- [Passage given]

— START —

A Song of the Redeemed: Isaiah Devotional Journal 53

Isaiah 26    Septuagint Modernized

Isaiah 26:1 In that day they shall sing this song in the land of Judah; Behold a strong city; and He shall make salvation its wall and bulwark. 2 Open the gates, let the nation enter that keeps righteousness, and keeps truth, 3 supporting truth, and keeping peace; for on You, O Lord, 4 they have trusted with confidence forever, the great, eternal God; 5 who has humbled and brought down them that dwell on high; You shall cast down strong cities, and bring them to the ground. 6 And the feet of the meek and lowly shall trample them. (CAB {1}, LXE)

A Song of the Redeemed

How does the reader know that this passage in Isaiah is a song of the redeemed? Before the details, I present two “housekeeping” points. First, this post for the most part follows the Septuagint translation. Second, I’ll present verse 7  in a following section, rather than this.

I. “A Strong City”–What City?

A. What clues does the text provide concerning the nature of this city?

1. “In that day” (v 1). The song opens with the phrase, “In that day.” What day is this? This is the day Israel had waited for since Moses’s bold announcement that God would send another prophet like Moses.

Deuteronomy 18:15 The LORD your God will raise up for you a prophet like me from among you– from your fellow Israelites; you must listen to him. (NET)

Mark 9:7 And a cloud overshadowed them, and a voice came out of the cloud, “This is my beloved Son; listen to him.” (ESV)

2. “The land of Judah”(v 1).  Israel’s Messiah came from the tribe of Judah.

— END —

Dataset excerpt
— START —

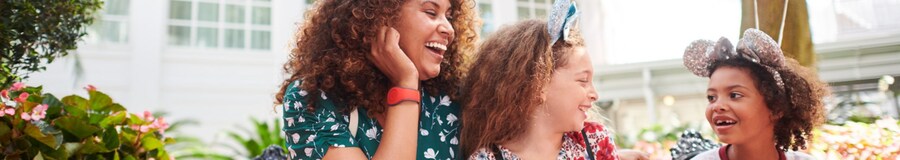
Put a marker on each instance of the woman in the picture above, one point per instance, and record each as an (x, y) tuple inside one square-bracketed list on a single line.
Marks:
[(533, 82), (397, 62)]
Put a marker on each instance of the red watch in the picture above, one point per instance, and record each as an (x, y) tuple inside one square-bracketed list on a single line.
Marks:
[(398, 94)]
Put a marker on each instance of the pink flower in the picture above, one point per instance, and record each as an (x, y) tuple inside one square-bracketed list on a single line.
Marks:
[(140, 128), (160, 124), (26, 117), (7, 111), (148, 116), (22, 97), (38, 113), (90, 88), (17, 86)]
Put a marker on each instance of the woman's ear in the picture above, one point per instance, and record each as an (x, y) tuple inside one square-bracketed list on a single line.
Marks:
[(777, 116)]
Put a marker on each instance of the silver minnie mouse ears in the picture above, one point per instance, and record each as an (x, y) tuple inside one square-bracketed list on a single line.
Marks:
[(755, 46), (562, 17)]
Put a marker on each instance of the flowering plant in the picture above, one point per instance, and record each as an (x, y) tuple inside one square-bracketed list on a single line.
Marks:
[(854, 140), (35, 125)]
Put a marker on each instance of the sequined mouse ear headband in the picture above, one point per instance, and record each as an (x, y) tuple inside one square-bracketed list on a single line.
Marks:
[(562, 17), (755, 46)]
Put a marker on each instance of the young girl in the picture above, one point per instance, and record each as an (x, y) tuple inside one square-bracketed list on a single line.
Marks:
[(529, 91), (397, 62), (762, 105)]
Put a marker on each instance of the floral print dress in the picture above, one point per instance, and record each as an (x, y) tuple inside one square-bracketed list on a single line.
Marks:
[(308, 135), (573, 147)]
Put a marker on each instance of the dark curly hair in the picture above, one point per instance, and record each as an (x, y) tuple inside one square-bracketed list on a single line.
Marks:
[(799, 107), (513, 67), (331, 48)]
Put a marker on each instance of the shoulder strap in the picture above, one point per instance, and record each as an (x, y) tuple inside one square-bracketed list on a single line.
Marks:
[(354, 122), (587, 145)]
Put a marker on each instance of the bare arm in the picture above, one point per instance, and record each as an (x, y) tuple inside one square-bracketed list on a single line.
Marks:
[(399, 139)]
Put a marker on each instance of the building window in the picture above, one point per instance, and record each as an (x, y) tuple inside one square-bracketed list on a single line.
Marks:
[(527, 9), (112, 26), (486, 11), (228, 24)]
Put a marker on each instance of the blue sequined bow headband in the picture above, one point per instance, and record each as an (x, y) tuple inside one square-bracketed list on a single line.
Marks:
[(562, 17), (756, 46)]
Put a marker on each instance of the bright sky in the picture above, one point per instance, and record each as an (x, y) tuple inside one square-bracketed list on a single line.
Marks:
[(649, 30)]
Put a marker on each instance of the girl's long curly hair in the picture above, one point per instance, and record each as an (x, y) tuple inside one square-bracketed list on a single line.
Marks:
[(505, 84), (800, 105), (331, 46)]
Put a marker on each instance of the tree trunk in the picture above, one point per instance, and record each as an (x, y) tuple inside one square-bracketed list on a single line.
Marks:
[(797, 42)]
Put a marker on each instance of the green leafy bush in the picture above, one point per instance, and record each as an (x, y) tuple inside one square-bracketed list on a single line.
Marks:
[(36, 125)]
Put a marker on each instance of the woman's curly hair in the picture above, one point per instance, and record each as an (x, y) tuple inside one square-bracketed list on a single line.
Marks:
[(799, 107), (512, 68), (331, 46)]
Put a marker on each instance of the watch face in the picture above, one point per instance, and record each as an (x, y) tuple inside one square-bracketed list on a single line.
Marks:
[(397, 95)]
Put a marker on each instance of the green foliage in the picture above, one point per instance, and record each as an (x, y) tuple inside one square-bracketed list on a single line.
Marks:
[(34, 125), (262, 136), (35, 32)]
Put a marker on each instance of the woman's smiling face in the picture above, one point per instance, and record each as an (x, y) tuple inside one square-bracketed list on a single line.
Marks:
[(425, 33)]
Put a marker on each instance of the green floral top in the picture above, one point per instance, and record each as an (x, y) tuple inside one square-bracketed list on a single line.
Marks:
[(310, 134)]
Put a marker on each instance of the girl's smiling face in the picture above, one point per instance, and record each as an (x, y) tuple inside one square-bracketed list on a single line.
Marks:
[(737, 111)]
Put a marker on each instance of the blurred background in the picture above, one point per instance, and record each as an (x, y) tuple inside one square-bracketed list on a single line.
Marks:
[(216, 64)]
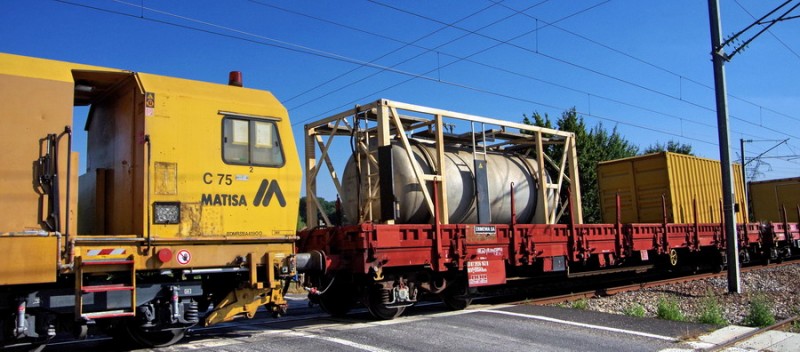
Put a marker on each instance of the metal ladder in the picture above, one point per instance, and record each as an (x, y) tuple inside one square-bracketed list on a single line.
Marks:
[(83, 267)]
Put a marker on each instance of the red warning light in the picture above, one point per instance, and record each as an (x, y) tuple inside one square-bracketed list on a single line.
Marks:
[(235, 78), (164, 255)]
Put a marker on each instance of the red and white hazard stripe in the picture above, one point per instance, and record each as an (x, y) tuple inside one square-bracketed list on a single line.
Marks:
[(105, 251)]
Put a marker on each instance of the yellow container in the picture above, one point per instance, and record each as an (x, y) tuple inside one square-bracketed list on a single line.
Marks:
[(681, 179), (769, 197)]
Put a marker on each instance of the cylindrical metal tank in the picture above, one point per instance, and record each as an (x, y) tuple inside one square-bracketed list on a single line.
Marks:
[(502, 170)]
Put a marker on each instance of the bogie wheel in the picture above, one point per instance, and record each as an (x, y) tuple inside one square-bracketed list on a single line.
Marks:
[(338, 299), (160, 338), (374, 299), (673, 257), (455, 296)]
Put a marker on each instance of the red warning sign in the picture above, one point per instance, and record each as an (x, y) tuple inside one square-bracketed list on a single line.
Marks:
[(183, 257)]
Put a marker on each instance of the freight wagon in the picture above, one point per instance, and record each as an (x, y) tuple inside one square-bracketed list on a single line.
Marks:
[(185, 215), (776, 200), (443, 203), (684, 182)]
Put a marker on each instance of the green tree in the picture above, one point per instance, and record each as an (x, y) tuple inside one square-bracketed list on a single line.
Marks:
[(671, 146), (593, 145)]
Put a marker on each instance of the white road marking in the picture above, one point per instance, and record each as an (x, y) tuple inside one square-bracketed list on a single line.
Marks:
[(347, 343), (596, 327)]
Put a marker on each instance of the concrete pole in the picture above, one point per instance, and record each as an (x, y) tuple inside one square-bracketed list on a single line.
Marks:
[(718, 55)]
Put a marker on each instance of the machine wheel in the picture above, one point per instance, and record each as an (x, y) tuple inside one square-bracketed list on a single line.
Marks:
[(455, 296), (161, 338), (374, 298)]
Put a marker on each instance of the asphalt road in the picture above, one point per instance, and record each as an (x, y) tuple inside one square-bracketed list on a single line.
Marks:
[(431, 328)]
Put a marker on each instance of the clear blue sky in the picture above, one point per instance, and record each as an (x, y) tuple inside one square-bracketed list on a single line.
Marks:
[(642, 66)]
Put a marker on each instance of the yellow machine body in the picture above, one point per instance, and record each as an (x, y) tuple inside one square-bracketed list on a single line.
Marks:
[(184, 176)]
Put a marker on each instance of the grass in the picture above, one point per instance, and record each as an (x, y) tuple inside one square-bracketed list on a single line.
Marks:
[(668, 310), (760, 314), (635, 310), (711, 311)]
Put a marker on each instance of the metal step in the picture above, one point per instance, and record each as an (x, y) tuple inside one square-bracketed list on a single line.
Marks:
[(106, 288), (107, 314), (107, 262)]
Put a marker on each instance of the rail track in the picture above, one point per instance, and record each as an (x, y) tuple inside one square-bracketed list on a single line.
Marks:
[(306, 315), (612, 290)]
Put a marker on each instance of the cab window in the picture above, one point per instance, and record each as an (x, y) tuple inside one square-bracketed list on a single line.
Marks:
[(249, 141)]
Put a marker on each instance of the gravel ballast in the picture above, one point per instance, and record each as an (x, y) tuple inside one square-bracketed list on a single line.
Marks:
[(780, 285)]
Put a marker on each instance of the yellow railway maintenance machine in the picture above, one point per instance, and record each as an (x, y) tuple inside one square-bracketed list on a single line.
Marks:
[(185, 215)]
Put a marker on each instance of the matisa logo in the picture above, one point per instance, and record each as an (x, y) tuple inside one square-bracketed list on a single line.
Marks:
[(263, 197)]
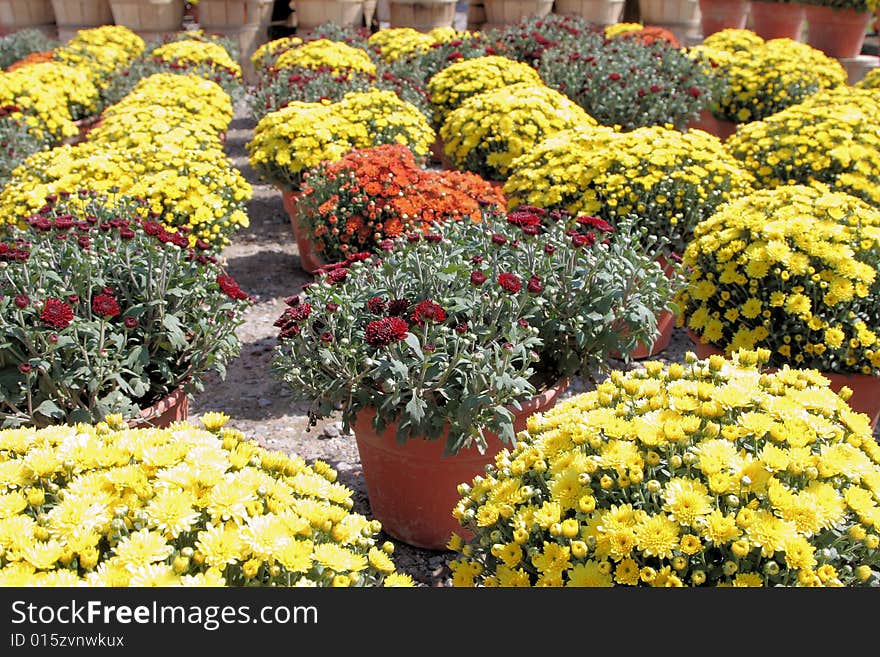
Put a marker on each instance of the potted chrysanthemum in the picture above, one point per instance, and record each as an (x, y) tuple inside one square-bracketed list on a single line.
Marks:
[(436, 349), (354, 204), (707, 473), (831, 137), (106, 311), (793, 270), (761, 77)]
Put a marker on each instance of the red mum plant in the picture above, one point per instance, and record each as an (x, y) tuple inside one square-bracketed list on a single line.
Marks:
[(442, 332), (371, 195), (104, 310)]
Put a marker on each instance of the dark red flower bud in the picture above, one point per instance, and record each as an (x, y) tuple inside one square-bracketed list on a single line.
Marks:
[(509, 282), (534, 285), (477, 278)]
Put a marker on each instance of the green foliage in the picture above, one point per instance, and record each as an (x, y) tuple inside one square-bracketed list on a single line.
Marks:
[(22, 43), (630, 83), (452, 329), (104, 312)]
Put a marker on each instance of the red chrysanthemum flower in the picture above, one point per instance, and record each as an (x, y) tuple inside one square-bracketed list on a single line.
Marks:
[(595, 222), (509, 282), (230, 287), (376, 305), (105, 306), (583, 240), (56, 313), (534, 286), (384, 331)]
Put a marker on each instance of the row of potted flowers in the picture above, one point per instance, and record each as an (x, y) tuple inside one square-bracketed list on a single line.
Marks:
[(449, 331), (171, 110)]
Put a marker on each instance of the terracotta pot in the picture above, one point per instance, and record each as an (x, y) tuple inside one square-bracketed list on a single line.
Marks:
[(837, 32), (666, 324), (708, 122), (166, 411), (413, 488), (865, 387), (309, 260), (777, 20), (717, 15)]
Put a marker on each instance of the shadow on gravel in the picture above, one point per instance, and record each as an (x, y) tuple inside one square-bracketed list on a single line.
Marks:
[(249, 379), (269, 273)]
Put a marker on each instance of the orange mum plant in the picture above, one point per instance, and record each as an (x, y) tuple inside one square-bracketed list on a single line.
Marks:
[(371, 195)]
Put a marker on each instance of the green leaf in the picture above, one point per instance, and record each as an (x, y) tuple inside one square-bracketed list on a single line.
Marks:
[(49, 409), (415, 407)]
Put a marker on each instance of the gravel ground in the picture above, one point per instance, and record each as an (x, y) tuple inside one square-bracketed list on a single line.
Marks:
[(263, 258)]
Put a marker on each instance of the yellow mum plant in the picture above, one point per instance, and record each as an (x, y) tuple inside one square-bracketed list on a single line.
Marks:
[(449, 87), (104, 50), (668, 180), (709, 473), (197, 189), (192, 52), (490, 130), (290, 141), (763, 77), (793, 270), (106, 505), (266, 54), (395, 42), (324, 53), (49, 97), (832, 137), (202, 101)]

— END —

- [Task directions]
Carry on writing the Isaiah 26 devotional from the point where it stops.

- [Reply to the exercise]
3. “Salvation its wall and bulwark” (v 1). The reader finds here a poetic image. It seems entirely difficult to picture a concrete wall and outer wall constructed of “salvation.” The Greek text uses the adjective “our,” which Brenton (LXE above) does not include. The Orthodox Study Bible writes, “He [God] will make our salvation its surrounding wall.” The New English Translation of the Septuagint writes, “He will make our salvation its wall and outer wall.” This abstract, metaphoric description implies that only the “saved” will enter the city. Further, all those who live inside the “strong city” will be protected from harm by their “salvation.”

Luke 19:10 For the Son of Man came to seek and to save the lost.” (ESV)

John 3:17 For God did not send his Son into the world to condemn the world, but in order that the world might be saved through him. (ESV)

4. “Open the gates” (v 2). Salvation and residence in Messiah’s strong city is for everyone. “Open the gates,” beckons and invites. Like the voice of wisdom in Proverbs 1:20-21 and 8:1-3, the call is to “Come!”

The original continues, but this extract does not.